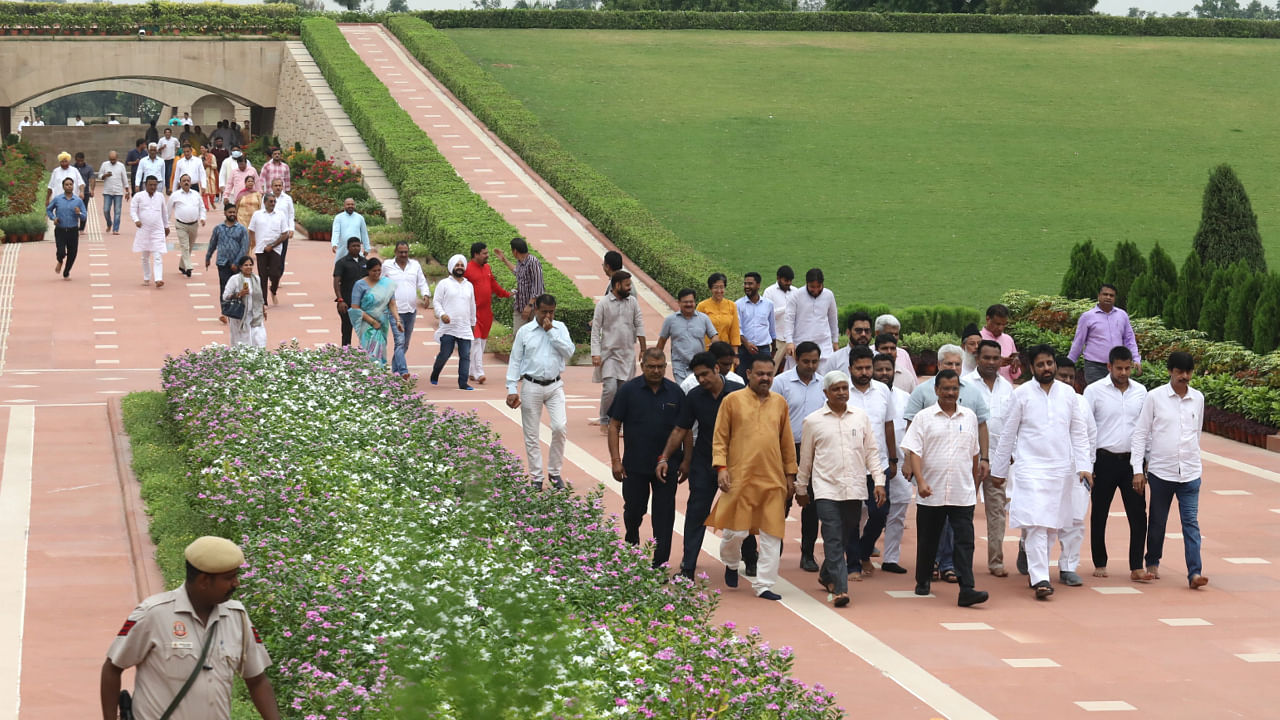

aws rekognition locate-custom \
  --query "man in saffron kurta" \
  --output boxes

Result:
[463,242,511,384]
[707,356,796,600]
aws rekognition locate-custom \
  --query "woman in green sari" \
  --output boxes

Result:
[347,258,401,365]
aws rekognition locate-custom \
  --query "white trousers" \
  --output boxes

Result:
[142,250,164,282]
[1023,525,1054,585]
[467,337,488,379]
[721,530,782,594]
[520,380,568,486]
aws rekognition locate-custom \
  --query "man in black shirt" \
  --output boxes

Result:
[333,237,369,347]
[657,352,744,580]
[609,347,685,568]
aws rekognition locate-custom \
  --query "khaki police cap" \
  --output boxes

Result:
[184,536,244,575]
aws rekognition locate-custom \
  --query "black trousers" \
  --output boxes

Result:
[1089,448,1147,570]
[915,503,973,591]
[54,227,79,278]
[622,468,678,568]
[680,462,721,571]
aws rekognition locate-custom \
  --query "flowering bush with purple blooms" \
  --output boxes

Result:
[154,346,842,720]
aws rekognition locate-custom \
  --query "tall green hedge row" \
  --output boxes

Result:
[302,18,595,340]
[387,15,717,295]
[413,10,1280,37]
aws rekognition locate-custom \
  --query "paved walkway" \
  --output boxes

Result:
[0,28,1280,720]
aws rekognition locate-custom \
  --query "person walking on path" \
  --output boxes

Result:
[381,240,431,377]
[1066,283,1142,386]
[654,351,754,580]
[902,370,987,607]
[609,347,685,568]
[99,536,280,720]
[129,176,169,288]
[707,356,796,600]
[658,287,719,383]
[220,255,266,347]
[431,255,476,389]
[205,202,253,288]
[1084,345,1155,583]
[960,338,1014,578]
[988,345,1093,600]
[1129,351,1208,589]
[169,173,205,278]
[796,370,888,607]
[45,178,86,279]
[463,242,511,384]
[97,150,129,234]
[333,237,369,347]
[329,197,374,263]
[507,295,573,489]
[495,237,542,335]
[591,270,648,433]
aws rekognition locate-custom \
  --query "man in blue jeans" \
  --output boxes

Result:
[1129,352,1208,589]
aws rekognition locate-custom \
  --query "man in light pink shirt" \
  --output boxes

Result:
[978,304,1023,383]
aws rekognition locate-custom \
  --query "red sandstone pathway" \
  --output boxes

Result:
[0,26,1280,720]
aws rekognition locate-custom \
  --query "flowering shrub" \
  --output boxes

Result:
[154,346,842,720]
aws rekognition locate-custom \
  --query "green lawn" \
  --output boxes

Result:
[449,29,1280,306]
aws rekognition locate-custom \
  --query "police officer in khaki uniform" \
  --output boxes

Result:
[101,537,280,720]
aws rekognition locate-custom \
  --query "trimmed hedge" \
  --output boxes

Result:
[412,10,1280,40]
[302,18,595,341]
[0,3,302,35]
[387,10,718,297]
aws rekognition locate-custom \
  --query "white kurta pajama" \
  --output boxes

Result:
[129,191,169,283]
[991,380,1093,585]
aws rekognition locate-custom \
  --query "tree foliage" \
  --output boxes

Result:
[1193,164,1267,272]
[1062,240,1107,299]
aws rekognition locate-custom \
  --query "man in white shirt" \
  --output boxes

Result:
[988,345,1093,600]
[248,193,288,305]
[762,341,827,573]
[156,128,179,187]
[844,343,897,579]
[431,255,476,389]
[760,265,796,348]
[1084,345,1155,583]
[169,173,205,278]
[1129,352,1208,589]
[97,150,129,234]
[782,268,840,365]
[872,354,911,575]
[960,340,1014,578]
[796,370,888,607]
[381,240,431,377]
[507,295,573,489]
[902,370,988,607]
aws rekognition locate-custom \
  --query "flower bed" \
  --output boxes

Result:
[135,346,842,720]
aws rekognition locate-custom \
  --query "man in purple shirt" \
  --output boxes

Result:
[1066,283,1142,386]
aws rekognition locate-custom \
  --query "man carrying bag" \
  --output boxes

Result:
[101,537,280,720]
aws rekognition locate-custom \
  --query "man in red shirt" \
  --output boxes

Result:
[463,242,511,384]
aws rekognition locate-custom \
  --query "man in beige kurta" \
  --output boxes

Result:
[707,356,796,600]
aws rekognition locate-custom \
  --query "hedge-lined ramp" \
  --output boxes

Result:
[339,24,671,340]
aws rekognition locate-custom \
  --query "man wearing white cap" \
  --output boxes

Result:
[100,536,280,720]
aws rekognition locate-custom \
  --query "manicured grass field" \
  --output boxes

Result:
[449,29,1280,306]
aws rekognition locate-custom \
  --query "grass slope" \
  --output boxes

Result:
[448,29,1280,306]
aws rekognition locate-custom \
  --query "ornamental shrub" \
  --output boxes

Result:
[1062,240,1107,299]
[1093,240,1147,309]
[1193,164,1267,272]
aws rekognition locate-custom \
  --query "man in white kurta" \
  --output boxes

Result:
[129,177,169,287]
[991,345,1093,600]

· · · ·

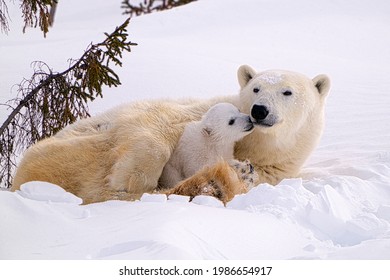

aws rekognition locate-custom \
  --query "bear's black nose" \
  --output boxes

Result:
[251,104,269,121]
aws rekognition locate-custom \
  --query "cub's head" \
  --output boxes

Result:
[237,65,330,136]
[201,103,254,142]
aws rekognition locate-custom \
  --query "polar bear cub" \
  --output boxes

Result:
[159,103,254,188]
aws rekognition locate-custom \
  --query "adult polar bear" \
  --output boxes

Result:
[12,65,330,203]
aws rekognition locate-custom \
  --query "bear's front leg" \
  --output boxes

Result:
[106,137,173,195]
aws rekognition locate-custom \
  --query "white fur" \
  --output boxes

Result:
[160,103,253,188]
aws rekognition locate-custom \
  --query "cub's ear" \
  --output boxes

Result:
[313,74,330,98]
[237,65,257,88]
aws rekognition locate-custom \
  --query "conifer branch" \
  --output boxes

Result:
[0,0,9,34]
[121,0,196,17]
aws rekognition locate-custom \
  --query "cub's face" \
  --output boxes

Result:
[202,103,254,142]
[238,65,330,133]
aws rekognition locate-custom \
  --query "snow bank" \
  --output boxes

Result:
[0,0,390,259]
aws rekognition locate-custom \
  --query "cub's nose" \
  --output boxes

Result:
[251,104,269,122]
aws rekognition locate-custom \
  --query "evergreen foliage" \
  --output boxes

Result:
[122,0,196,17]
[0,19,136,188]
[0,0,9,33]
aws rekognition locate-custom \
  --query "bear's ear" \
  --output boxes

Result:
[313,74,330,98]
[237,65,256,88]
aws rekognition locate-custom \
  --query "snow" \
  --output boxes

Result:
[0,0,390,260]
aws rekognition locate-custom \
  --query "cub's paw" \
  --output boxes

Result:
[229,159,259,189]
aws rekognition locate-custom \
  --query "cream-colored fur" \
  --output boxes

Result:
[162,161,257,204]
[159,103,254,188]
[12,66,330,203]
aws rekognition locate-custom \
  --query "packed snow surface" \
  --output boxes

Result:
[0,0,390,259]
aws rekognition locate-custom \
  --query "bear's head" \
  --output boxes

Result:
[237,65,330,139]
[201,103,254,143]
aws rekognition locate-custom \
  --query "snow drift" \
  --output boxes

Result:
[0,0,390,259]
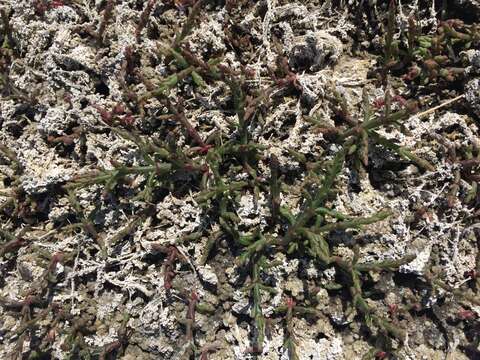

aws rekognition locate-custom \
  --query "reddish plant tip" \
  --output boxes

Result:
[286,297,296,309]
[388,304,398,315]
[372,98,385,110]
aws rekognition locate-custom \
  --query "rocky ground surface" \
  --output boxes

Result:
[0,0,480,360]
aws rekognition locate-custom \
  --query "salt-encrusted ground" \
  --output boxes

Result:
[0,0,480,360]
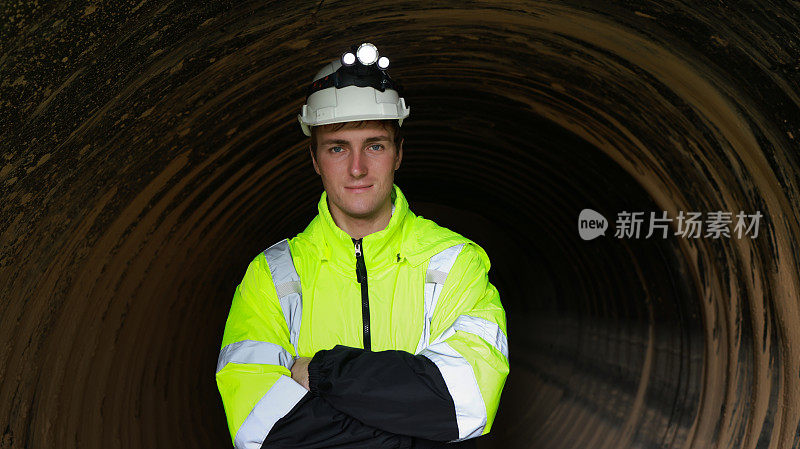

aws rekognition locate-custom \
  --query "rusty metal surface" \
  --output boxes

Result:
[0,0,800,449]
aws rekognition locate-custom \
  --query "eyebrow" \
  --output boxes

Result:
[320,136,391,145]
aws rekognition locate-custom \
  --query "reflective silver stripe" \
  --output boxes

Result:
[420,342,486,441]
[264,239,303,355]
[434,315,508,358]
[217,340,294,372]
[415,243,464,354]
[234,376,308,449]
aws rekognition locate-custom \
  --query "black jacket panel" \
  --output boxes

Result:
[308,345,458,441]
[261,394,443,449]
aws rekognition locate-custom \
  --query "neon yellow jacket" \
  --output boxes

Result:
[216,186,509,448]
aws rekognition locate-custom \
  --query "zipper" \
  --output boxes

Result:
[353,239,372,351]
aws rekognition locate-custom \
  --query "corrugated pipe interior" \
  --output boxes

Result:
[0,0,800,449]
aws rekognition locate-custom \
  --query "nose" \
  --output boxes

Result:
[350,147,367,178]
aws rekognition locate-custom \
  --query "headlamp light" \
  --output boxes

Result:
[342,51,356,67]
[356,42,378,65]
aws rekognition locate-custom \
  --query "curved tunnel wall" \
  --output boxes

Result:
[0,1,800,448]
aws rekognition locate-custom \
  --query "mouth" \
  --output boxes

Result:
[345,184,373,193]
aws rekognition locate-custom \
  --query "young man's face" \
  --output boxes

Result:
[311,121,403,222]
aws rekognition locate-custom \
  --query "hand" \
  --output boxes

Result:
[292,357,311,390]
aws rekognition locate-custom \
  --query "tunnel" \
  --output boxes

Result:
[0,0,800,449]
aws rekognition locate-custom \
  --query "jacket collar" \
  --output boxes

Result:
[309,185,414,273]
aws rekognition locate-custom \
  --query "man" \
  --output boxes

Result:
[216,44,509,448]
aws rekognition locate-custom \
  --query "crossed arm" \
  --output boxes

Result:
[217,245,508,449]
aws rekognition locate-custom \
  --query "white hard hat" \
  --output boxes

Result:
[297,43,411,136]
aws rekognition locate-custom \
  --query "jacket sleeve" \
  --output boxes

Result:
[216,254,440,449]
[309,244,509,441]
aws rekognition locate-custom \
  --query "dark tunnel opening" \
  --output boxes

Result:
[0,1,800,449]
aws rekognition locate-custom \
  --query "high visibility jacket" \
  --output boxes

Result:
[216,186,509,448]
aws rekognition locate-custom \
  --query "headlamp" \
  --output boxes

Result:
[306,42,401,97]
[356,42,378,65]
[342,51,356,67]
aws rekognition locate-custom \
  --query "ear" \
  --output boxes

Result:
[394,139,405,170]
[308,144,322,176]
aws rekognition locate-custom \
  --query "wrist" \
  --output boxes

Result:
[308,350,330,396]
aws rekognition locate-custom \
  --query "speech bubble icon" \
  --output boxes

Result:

· · · ·

Return every line of the material above that contains the string "ground".

• Response
  --query "rocky ground surface" \
  --query "salt-encrusted ground" \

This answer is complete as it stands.